Une guerre spectacle ? 04-08 mars 2022

Jean-Michel Muglioni veut lui aussi que nous soyons solidaires des Ukrainiens : mais il se demande si nous le sommes, nous qui depuis nos salons regardons sur nos écrans les Russes anéantir l’Ukraine. Notre essor économique nous a endormis : oublieux de la nature des rapports des États entre eux, nous avons laissé s’installer ou même voulu une situation inextricable, qui ne peut avoir d’issue que tragique : la fin de l’Ukraine, et peut-être une guerre plus générale.

Depuis vingt ans, la Russie a fait ouvertement savoir qu’elle veut retrouver son empire et son influence perdus, et nous avons attendu de voir. Comme souvent dans l’histoire du monde – comme toujours ? – nous avons laissé se mettre en place une situation absurde, inextricable, qui a rendu la guerre inévitable. Non pas seulement par lâcheté, mais par exemple parce que cela nous plaisait d’accueillir les milliardaires soutiens de la dictature russe, aujourd’hui sanctionnés : nous les avons accueillis à bras ouverts dans nos stations de ski, dans nos ports de la Méditerranée, partout en France et dans le monde. Nous nous réjouissions quand ils achetaient nos clubs de football et nos produits de luxe. La place financière de Londres s’enorgueillissait de leurs apports. Étaient-ils alors différents de ce qu’ils sont devenus ? Ignorions-nous leurs liens à la mafia ? Ignorions-nous que dictature et corruption vont de pair ?

Sans doute faut-il saluer l’unité qui s’est faite pour condamner l’agresseur et pour prendre des sanctions économiques contre lui. Mais nous sommes, devant nos écrans, au spectacle, comme devant un match où l’on prend parti pour le plus faible qu’on sait d’avance battu. Nous regardons l’Ukraine résister. Est-il plus décent de ma part d’exprimer ici ma honte ? Les assemblées législatives des pays immobiles applaudissent le président Zelensky pour son courage. Nous déclarons partout notre solidarité à l’égard d’un pays envahi et bombardé dont la population n’a d’autre issue que de mourir au combat ou d’émigrer. Je ne souhaite pas avoir à bénéficier un jour d’une solidarité pareille. Ainsi le désordre du monde nous enferme dans une logique de l’absurde : l’alliance censée nous protéger de la Russie nous interdit de défendre un pays qui n’en est pas signataire. La Russie peut conquérir l’Ukraine et massacrer les Ukrainiens jusqu’au dernier sans craindre que nous allions les secourir.

[CONSIGNE A] Indiquez uniquement le nombre de lignes de la liste qui contiennent la chaîne « water », en respectant la casse.

Étiquetage des régions
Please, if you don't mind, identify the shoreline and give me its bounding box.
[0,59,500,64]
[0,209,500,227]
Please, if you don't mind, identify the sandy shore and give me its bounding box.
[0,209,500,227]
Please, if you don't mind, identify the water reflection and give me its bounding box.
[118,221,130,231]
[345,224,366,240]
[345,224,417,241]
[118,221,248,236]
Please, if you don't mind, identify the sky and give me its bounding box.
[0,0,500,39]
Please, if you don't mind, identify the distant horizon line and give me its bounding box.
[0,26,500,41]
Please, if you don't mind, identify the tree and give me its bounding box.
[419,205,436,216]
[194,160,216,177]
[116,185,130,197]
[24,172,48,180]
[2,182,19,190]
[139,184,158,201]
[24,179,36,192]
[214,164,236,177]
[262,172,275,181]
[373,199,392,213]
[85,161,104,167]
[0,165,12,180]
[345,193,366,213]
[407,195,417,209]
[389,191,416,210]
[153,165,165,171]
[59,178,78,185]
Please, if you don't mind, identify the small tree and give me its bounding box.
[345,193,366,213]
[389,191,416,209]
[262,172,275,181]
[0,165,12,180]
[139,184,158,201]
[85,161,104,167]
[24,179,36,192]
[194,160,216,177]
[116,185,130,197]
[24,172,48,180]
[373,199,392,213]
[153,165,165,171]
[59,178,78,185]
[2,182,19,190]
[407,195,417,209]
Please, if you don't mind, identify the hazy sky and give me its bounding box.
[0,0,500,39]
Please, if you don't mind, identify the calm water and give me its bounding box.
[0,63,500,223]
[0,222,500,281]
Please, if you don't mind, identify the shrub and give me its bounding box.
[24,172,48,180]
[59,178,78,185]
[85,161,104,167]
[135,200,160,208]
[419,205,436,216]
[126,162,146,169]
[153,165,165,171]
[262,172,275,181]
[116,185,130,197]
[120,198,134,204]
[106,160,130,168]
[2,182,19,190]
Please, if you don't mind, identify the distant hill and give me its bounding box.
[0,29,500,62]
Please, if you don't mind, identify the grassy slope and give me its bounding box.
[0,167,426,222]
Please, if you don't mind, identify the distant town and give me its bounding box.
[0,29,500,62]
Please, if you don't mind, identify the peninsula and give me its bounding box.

[CONSIGNE B] Réécrivez le passage du texte sur la guerre en Ukraine commençant par « Jean-Michel Muglioni veut » et se poursuivant jusqu’à « guerre plus générale. », en substituant « foyers » à « salons ».

[RÉPONSE INTÉGRALE A] 2

[RÉPONSE INTÉGRALE B]
Jean-Michel Muglioni veut lui aussi que nous soyons solidaires des Ukrainiens : mais il se demande si nous le sommes, nous qui depuis nos foyers regardons sur nos écrans les Russes anéantir l’Ukraine. Notre essor économique nous a endormis : oublieux de la nature des rapports des États entre eux, nous avons laissé s’installer ou même voulu une situation inextricable, qui ne peut avoir d’issue que tragique : la fin de l’Ukraine, et peut-être une guerre plus générale.